● SET TASKS:
[1] Summarize the awk thread in two sentences.
[2] Write what comes next in the thread about running awk on all files in a folder, starting after its last sentence.

● EXCERPT TO READ:

========================================================================

How to apply 'awk' for all files in folder?

I am new to awk pls pardon my ignorance. I am using awk to extract tag values from file. following code works for single execution
awk -F"<NAME>|</NAME>" '{print $2; exit;}' file.txt
but I am not sure how I can run it for all files in folder.
File sample is as follows
<HEADER><H1></H1></HEADER><BODY><NAME>XYZ</NAME><DATE>2015-12-11</DATE></BODY>
#!/bin/bash
STRING=ABC
DATE=$(date +%Y/%m/%d | tr '/' '-')
changedate(){
for a in $(ls /root/Working/awk/*)
do
for b in $(awk -F"<NAME>|</NAME>" '{print $2;}' "$a")
do
if [ "$b" == "$STRING" ]; then
for c in $(awk -F"<DATE>|</DATE>" '{print $2;}' "$a")
do
sed "s/$c/$DATE/g" "$a";
done
else
echo "Strings are not a match";
fi
done
done
}
changedate
When you run it -
root#revolt:~# cat /root/Working/awk/*
<HEADER><H1></H1></HEADER><BODY><NAME>ABC</NAME><DATE>2015-12-11</DATE></BODY>
<HEADER><H1></H1></HEADER><BODY><NAME>DEF</NAME><DATE>2015-12-11</DATE></BODY>
<HEADER><H1></H1></HEADER><BODY><NAME>GHI</NAME><DATE>2015-12-11</DATE></BODY>
<HEADER><H1></H1></HEADER><BODY><NAME>JKL</NAME><DATE>2015-12-11</DATE></BODY>
String in code is set to ABC
root#revolt:~# ./ANSWER
<HEADER><H1></H1></HEADER><BODY><NAME>ABC</NAME><DATE>2015-07-24</DATE></BODY>
Strings are not a match
Strings are not a match
Strings are not a match
String in code is set to DEF
root#revolt:~# ./ANSWER
Strings are not a match
<HEADER><H1></H1></HEADER><BODY><NAME>DEF</NAME><DATE>2015-07-24</DATE></BODY>
Strings are not a match
Strings are not a match
Alright. So in this you would set the STRING=ABC or whatever your desired string is. You can also set it to = a list of strings you're checking for.

========================================================================

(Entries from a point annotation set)
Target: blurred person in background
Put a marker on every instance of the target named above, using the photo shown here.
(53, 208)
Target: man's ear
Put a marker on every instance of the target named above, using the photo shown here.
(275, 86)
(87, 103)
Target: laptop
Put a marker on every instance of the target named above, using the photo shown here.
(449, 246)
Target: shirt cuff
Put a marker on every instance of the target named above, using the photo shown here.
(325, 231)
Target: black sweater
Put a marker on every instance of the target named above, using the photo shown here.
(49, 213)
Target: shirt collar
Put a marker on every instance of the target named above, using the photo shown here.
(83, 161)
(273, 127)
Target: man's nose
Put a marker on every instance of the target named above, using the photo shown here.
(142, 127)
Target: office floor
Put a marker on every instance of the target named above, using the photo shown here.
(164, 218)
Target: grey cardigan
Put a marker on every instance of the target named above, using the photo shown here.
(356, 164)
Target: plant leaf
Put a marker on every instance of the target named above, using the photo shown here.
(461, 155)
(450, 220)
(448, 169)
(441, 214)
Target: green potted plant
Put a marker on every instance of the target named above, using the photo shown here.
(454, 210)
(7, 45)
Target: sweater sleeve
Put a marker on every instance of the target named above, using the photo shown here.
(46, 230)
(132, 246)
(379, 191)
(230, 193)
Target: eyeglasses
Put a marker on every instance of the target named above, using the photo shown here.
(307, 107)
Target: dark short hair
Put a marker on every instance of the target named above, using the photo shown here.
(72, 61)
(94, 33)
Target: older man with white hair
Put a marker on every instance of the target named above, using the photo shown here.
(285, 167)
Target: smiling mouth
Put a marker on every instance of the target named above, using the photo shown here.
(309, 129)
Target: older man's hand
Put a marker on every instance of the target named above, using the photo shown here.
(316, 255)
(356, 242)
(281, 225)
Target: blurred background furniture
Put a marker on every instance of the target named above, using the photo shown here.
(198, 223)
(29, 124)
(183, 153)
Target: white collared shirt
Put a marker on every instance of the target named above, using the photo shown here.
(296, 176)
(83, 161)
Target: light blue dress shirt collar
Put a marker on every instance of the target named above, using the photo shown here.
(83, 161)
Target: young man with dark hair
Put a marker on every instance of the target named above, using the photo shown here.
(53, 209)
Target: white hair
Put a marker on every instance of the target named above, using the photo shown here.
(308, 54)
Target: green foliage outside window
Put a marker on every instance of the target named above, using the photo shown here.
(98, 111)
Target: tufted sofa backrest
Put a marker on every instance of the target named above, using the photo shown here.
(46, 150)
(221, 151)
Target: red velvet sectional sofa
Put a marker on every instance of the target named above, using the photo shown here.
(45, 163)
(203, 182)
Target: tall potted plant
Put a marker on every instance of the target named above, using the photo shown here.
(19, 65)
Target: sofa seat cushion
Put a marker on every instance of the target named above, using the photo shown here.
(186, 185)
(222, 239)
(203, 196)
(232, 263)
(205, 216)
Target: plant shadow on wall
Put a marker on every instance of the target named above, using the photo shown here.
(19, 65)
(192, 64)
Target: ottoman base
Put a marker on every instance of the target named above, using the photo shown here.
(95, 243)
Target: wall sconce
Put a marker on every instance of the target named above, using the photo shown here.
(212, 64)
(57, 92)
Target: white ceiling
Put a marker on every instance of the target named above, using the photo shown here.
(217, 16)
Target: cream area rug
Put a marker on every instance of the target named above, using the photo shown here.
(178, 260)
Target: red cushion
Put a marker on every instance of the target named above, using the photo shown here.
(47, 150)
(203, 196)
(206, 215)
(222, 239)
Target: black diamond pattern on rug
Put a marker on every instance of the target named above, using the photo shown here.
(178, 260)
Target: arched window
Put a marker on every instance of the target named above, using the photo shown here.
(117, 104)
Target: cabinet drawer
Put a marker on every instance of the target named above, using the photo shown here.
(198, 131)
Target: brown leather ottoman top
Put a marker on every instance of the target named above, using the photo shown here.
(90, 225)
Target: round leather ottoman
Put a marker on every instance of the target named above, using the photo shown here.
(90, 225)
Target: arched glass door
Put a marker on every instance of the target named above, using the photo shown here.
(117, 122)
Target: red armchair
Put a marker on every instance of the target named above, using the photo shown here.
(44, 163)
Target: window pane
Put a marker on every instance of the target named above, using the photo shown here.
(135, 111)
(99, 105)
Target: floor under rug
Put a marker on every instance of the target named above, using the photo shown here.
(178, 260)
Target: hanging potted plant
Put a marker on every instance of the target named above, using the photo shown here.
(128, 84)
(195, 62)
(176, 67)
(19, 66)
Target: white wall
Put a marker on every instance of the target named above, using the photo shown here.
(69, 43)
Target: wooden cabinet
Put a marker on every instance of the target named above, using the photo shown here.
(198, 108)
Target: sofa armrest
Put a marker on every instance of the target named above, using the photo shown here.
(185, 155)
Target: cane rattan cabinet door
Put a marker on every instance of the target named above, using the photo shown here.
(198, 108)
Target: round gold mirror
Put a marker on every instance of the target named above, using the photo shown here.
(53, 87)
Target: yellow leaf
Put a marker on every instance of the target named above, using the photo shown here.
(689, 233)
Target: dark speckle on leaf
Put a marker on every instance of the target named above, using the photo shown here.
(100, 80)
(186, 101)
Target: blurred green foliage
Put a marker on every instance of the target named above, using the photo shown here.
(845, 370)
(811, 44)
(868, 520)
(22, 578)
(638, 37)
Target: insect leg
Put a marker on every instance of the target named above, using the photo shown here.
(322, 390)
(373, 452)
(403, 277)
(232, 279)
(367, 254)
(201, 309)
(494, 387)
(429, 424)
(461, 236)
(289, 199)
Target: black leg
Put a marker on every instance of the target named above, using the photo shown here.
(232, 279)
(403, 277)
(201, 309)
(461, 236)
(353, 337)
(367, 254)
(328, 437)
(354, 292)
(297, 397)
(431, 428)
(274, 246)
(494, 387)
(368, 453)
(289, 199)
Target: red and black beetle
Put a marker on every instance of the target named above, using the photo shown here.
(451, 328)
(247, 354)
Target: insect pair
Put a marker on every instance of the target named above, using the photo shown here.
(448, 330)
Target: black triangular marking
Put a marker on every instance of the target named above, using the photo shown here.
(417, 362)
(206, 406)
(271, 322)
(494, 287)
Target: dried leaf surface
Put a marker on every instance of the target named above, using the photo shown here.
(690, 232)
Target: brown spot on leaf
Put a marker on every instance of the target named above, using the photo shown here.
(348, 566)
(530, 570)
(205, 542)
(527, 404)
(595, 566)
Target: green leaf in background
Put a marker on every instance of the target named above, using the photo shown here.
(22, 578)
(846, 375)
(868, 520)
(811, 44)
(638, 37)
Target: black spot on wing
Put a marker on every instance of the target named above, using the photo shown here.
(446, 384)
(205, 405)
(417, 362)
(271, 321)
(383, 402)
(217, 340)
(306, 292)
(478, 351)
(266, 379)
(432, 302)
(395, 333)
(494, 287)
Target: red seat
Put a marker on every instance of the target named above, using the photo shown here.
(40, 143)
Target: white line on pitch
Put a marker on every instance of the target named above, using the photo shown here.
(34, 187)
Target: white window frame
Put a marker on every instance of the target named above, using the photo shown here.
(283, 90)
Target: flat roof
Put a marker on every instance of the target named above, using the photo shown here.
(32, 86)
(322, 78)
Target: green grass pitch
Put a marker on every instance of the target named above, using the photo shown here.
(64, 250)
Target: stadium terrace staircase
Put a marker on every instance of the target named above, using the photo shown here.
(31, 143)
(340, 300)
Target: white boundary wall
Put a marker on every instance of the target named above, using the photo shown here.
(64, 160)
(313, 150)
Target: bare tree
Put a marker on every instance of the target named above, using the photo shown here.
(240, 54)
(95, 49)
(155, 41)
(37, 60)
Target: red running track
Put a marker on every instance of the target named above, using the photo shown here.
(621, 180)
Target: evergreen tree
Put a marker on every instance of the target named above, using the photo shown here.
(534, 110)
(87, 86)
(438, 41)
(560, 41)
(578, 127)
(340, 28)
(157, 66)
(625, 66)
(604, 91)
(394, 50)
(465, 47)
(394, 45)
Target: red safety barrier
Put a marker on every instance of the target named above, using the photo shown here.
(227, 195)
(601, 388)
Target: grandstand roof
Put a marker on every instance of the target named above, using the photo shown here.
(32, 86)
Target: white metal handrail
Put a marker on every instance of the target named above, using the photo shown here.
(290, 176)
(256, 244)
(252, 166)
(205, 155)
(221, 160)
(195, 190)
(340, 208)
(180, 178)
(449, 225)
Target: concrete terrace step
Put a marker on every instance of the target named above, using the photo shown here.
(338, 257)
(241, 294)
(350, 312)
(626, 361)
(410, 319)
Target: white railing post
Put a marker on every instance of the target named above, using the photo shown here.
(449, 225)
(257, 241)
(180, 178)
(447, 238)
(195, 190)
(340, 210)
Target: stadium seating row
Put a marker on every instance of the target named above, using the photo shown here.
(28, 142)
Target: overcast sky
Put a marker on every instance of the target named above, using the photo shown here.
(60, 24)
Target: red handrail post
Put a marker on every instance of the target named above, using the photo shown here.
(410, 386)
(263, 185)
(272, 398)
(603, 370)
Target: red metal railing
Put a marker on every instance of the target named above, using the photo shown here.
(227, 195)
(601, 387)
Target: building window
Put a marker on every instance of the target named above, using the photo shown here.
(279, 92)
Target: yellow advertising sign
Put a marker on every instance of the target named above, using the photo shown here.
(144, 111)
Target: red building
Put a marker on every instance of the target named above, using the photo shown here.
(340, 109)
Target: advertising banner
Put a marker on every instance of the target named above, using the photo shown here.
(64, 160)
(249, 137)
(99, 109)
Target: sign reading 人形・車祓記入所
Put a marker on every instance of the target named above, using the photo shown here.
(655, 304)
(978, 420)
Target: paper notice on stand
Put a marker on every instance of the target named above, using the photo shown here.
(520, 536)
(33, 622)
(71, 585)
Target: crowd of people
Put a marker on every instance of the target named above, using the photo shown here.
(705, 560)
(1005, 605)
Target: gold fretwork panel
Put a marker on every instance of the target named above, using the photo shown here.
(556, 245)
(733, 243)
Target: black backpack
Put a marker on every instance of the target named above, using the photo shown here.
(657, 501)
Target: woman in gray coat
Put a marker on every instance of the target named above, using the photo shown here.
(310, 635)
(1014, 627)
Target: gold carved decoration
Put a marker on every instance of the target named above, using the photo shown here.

========================================================================

● PER-TASK OUTPUTS:
[1] A user new to awk can pull the NAME tag value out of a single file with one awk command and asks how to run it on every file in a folder. The reply offers a bash script that loops over the files in /root/Working/awk, checks each NAME value against a set STRING, and on a match uses sed to swap the DATE value for the current date, printing "Strings are not a match" for the other files.

[2]
The date variable echoes the date in the same format (Y/m/d) as your string. The tr command then replaces all instances of forward slashes with hyphens.
First we're creating a function called "changedate". Within this function we're going to nest a few for loops to do different things. The first for loop sets ls /root/Working/awk/* to the variable a. This means that for each instance of a file/directory in /root/Working/awk/, do the following.
The next for loop is checking for of each instance, grab between the Name tags and print it. Notice we're still using $a as the file because that's going to be the file path for each file. Then we're going to have an if statement to check for your string. If it is true, then do another for loop that will substitute the date in file a. If it isn't true, then echo Strings are not a match.
Lastly, we call our "changedate" function which basically runs the entire looping sequence above.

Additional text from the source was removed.